-------- DATA SECTION
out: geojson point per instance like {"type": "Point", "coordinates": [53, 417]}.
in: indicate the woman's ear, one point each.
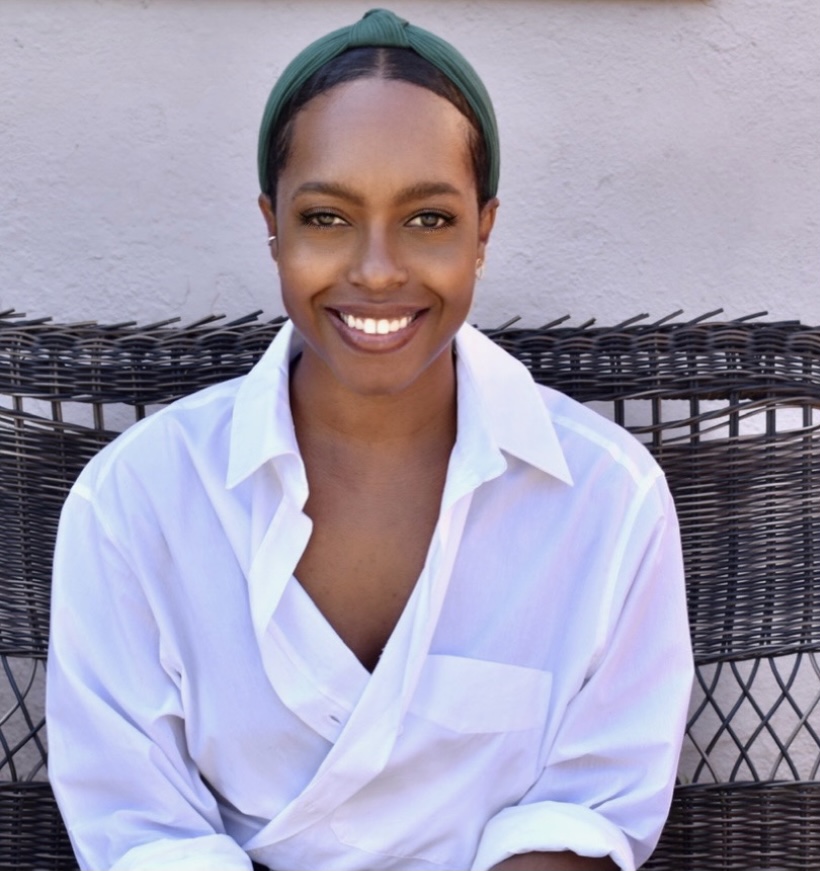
{"type": "Point", "coordinates": [269, 214]}
{"type": "Point", "coordinates": [486, 221]}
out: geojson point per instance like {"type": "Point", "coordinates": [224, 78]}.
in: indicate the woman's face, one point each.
{"type": "Point", "coordinates": [377, 234]}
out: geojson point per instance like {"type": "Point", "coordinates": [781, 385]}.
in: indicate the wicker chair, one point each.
{"type": "Point", "coordinates": [729, 410]}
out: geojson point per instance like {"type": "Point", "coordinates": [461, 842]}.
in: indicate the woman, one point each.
{"type": "Point", "coordinates": [384, 603]}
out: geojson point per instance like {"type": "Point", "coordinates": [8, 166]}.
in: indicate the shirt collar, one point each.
{"type": "Point", "coordinates": [500, 407]}
{"type": "Point", "coordinates": [511, 403]}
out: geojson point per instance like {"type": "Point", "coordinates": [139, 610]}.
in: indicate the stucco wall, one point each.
{"type": "Point", "coordinates": [657, 154]}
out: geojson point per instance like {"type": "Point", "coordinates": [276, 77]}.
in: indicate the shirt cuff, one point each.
{"type": "Point", "coordinates": [549, 826]}
{"type": "Point", "coordinates": [207, 853]}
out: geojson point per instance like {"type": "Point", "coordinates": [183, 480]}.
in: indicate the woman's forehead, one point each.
{"type": "Point", "coordinates": [376, 129]}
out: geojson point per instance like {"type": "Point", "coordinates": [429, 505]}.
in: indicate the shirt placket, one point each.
{"type": "Point", "coordinates": [366, 741]}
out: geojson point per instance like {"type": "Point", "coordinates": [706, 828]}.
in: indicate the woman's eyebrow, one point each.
{"type": "Point", "coordinates": [426, 189]}
{"type": "Point", "coordinates": [329, 188]}
{"type": "Point", "coordinates": [409, 194]}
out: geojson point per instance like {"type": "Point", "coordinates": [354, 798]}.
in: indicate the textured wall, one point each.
{"type": "Point", "coordinates": [657, 154]}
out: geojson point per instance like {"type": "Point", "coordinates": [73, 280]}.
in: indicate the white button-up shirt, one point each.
{"type": "Point", "coordinates": [202, 712]}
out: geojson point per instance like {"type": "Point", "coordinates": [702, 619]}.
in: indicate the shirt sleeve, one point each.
{"type": "Point", "coordinates": [610, 768]}
{"type": "Point", "coordinates": [130, 795]}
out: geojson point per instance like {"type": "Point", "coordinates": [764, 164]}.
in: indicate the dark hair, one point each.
{"type": "Point", "coordinates": [399, 64]}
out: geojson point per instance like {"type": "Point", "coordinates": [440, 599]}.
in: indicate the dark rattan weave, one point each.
{"type": "Point", "coordinates": [730, 411]}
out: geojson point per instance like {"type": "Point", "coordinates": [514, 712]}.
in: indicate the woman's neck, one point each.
{"type": "Point", "coordinates": [421, 418]}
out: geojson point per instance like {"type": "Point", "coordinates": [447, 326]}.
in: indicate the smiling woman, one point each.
{"type": "Point", "coordinates": [382, 603]}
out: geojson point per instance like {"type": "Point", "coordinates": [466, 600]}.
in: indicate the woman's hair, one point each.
{"type": "Point", "coordinates": [391, 63]}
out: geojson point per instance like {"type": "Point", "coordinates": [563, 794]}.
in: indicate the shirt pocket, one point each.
{"type": "Point", "coordinates": [473, 696]}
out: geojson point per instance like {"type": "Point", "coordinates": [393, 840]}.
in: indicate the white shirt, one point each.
{"type": "Point", "coordinates": [533, 695]}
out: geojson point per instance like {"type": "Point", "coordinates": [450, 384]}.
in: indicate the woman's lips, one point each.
{"type": "Point", "coordinates": [377, 333]}
{"type": "Point", "coordinates": [376, 326]}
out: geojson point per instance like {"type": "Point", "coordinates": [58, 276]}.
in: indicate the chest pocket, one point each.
{"type": "Point", "coordinates": [476, 696]}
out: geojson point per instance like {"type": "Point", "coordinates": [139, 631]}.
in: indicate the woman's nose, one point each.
{"type": "Point", "coordinates": [376, 266]}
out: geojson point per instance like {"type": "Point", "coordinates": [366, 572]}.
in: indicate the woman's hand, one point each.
{"type": "Point", "coordinates": [565, 861]}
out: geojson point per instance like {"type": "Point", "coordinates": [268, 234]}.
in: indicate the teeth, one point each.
{"type": "Point", "coordinates": [375, 326]}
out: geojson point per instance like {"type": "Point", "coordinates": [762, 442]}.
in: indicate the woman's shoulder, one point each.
{"type": "Point", "coordinates": [197, 424]}
{"type": "Point", "coordinates": [588, 437]}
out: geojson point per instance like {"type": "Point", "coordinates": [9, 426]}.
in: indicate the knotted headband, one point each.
{"type": "Point", "coordinates": [381, 28]}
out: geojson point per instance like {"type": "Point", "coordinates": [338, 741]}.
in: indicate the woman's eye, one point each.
{"type": "Point", "coordinates": [431, 221]}
{"type": "Point", "coordinates": [323, 219]}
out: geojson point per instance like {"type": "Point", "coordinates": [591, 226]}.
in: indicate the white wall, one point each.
{"type": "Point", "coordinates": [657, 154]}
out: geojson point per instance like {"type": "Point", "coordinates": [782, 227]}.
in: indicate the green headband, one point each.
{"type": "Point", "coordinates": [381, 28]}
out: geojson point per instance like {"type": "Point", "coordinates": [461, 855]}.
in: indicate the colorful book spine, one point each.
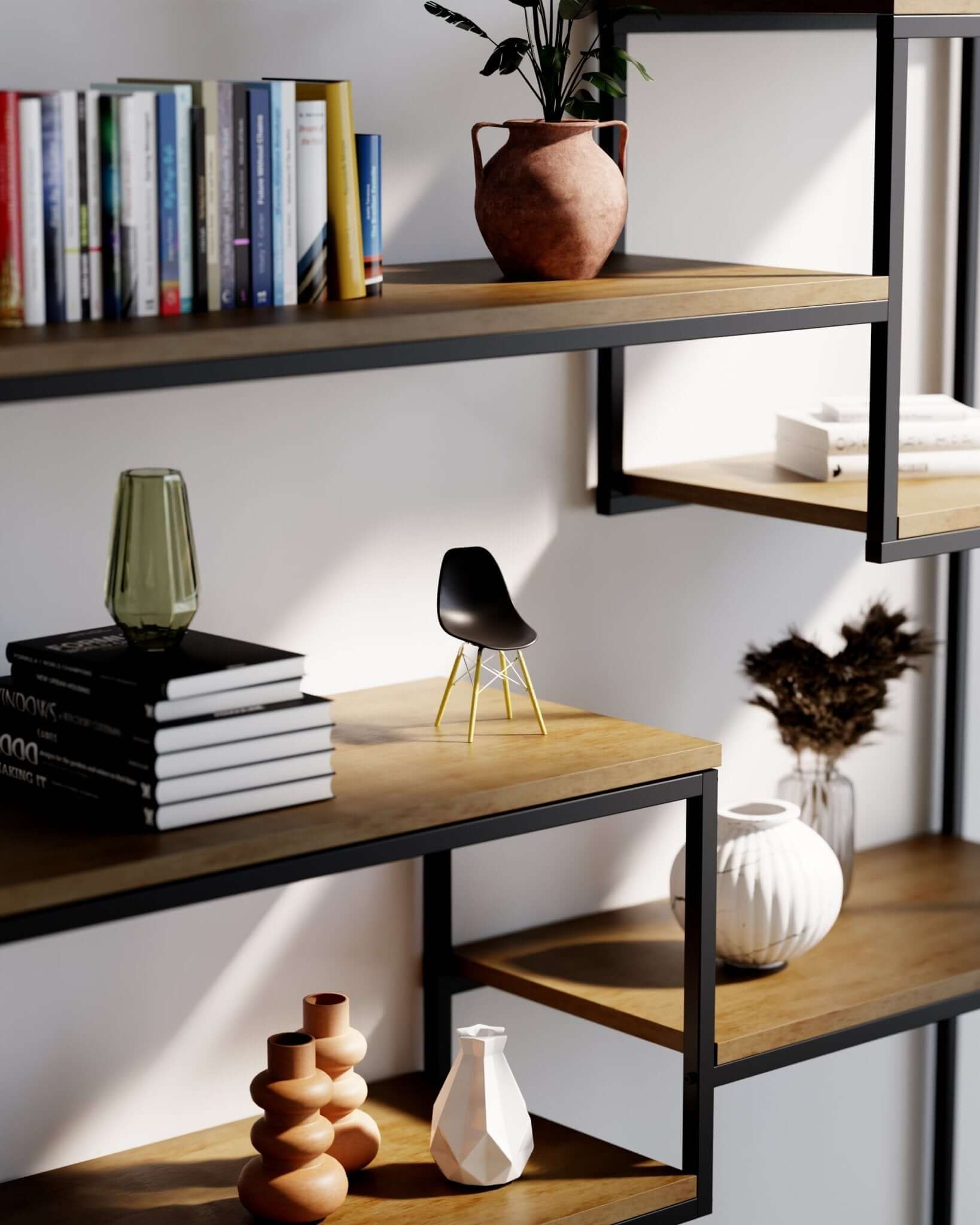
----------------
Pull out every line of the entries above that contains the string "wall", matching case exactly.

in: indicate the stucco wall, one point each.
in: indicate the textured wall, one point each.
in: indicate the white wall, one point each.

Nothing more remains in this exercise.